-- RECORDS FOR THE EXERCISE follows --

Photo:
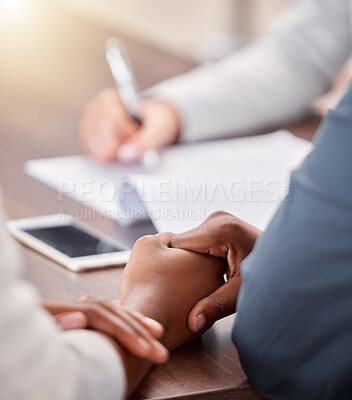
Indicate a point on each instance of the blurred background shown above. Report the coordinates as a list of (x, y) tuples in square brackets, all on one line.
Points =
[(52, 53)]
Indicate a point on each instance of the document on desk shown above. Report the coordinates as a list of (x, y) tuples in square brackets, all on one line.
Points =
[(248, 177)]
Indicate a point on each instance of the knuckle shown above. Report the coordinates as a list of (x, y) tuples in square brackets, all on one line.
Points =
[(222, 307), (144, 241)]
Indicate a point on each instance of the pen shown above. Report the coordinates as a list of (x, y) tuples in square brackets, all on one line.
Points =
[(122, 73)]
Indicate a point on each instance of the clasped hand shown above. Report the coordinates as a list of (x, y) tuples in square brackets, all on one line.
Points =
[(178, 280)]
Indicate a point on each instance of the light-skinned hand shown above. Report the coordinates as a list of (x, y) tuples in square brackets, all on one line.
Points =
[(129, 329), (109, 133)]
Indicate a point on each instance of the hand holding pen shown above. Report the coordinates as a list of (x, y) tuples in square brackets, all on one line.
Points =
[(117, 126)]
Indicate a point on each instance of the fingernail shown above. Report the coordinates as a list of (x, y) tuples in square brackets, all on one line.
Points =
[(161, 350), (201, 322), (154, 324), (128, 153), (70, 321), (145, 346)]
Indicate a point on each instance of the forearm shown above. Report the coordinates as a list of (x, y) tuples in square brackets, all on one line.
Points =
[(290, 68)]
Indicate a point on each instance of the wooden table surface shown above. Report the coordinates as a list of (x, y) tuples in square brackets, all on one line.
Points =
[(57, 67)]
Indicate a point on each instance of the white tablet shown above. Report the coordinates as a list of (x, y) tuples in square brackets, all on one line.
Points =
[(69, 242)]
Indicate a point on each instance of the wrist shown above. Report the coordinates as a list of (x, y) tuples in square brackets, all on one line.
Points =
[(145, 300)]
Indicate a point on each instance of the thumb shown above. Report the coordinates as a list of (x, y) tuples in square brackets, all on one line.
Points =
[(71, 320), (218, 305)]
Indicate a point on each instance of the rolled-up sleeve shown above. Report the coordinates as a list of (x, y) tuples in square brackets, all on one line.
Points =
[(293, 329)]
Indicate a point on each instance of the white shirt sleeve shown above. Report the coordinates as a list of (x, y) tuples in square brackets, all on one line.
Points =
[(270, 82), (37, 360)]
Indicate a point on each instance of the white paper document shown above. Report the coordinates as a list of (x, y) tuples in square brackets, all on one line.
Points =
[(248, 177)]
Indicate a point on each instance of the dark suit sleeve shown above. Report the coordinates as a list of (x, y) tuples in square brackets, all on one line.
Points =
[(293, 329)]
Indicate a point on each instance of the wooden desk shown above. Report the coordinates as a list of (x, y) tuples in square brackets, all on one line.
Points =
[(41, 102)]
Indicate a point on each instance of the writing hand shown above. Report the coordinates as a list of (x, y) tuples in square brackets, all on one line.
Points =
[(109, 133)]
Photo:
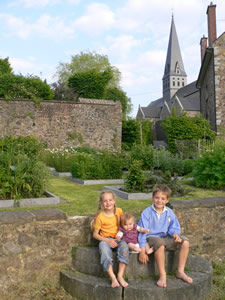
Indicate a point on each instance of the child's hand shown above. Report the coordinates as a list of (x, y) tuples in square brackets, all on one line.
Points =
[(112, 243), (118, 238), (176, 237)]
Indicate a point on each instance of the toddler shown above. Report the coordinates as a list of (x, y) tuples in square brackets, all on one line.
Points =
[(128, 232)]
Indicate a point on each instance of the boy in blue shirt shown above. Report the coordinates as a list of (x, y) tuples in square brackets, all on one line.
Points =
[(164, 233)]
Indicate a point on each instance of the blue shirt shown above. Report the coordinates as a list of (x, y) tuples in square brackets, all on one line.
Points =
[(161, 225)]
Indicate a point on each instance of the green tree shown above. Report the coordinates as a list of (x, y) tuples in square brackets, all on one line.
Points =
[(20, 87), (90, 83), (87, 61), (5, 67), (95, 63), (186, 128), (116, 94)]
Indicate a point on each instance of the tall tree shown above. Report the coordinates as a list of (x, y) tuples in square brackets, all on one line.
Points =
[(87, 61), (82, 68)]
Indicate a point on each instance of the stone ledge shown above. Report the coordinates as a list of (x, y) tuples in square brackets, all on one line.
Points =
[(50, 199), (22, 217), (203, 203)]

-- RECORDS FOR THE EXERCISE concluded --

**EXERCISE REQUIREMENTS:**
Everything in the entries above, apart from the images, should be printed exactly.

**WRITTEN REPLY:**
Photo:
Indicate a point on each instance of the blurred background shown above. Report the coordinates as a list of (x, y) tuples in square brackets, all on one line.
Points =
[(52, 53)]
Indicate a point on each instance of the document on desk shown above. Report the coordinates as a list of (x, y) tuples in square brackets, all on one line.
Points =
[(248, 177)]
Indicate a point on each instance of the knuckle shown above. Report the coordinates as a list of (x, y) tuples in square brackets, all on one line.
Points =
[(222, 307), (144, 241)]
Indicate a point on each instance of the pen shown above. Report the coordinates as a list of (x, y) tuples in square brackets, all on one line.
Points =
[(122, 73)]
Indicate a point on each instance of the clasped hand shown above. Report the coordinates as a list of (x, y) tuples in square brackets, all on one line.
Points =
[(178, 280)]
Indicate a point on each instance of the light-skinned hand shown above. Report the coordinates as a list of (x, y) tuples in square brackets, all on one line.
Points =
[(129, 329), (109, 133)]
Indicate a point on each instance of the hand holding pen shown above. Report the coordinates as a list of (x, y) tuples in square brackets, all on one line.
Points =
[(117, 126)]
Indicate a point on each instance of the fingernail shown above. Report the coordinates as a list of (x, y) tuples in square brackets, all on one line.
Points =
[(161, 350), (201, 322), (154, 324), (128, 153), (70, 321), (145, 346)]
Indicate a point on each instance of the forearm shown above. Report the coordinates as a list of (x, y) tuples in square brackets, all on one line.
Points =
[(290, 68)]
Indicate a point on each instance of the wooden table surface shown above. Report the coordinates as a list of (x, y) tuples in square brackets, all on one line.
Points =
[(57, 67)]
Indicate a point on each instance of the white tablet shown above. Report the coordinates as a list of (x, y) tuples in square brackets, all on one line.
Points =
[(69, 242)]
Indicate a point on each instance of the wrist shown above. Report the coordinates as a list of (x, y) tuples in square brackets, all on one line.
Points =
[(145, 300)]
Indicate a point on each instance of the thumb shown above. Report the coordinates as a list of (x, y) tuples in square brackets, all on one line.
Points =
[(71, 320), (218, 305)]
Indicate a point on each instance of the rolled-up sleeve shown above. Report the coordinates as a list of (x, y) tuples in square brackets, all on one line.
Points =
[(293, 329)]
Indicate a point on each instance of the white shirt sleeve shown above. Report the coordinates as a list of (x, y) tuples in square brackets, all on one line.
Points =
[(270, 82), (37, 360)]
Indicate a point on each instance of the white paper document shown above. Report the coordinates as a list of (x, y) tuples in square brackets, all on one line.
Points =
[(248, 177)]
Indicate a point on each instance of the dark suit sleeve shown above. Report the coordinates as a list of (x, y) tuples in square brackets, all on one line.
Points =
[(293, 329)]
Indicate a point on each instance of the wooden desk shown above. Report the coordinates as a list of (x, y) tuples in square brackets, all on one line.
Points =
[(41, 102)]
Indicate a point on each instance of the writing hand shown above. Report the coordinates as a list of (x, y) tuples in square brackets, all on one line.
Points =
[(109, 133)]
Photo:
Indicate a point on each instance of the child's hand shown above. Report the coordinates as a list of (x, y) tuples in square brackets, all on one line.
Points =
[(112, 243), (118, 238), (176, 237)]
Indicate a point on each instance of the toddler shown above. Report the coordinates as a list of (x, y) tuples in square brackets, all on one line.
Points =
[(128, 232)]
Indicate a point on each instance of the boy in blue shirt shown above. Report the coordinates as a list of (x, y) tuples in square brackets, all on one line.
Points =
[(164, 233)]
Indicate a point on each instance of the blue shirt shown above. Report the coordinates as a list of (x, y) tuples in square brackets, all on one line.
Points =
[(161, 225)]
Indicate a point on each instance of the green tree shown above. Report the coordinates as a list of (x, y) tuples in square brackets, all on one line.
Points =
[(20, 87), (90, 83), (87, 61), (5, 67), (95, 63), (186, 128), (116, 94)]
Indicate a point on each instance of the tall tree shown above. Report the coordinates as a list of (x, y) tuples in square brackets, all on one line.
Points =
[(87, 61), (82, 68)]
Indicate a point on each instance of the stone ledge shown above. Report the coordinates as a list of (x, y) tuples in square brackets, all on one line.
Points =
[(50, 199), (22, 217), (203, 203)]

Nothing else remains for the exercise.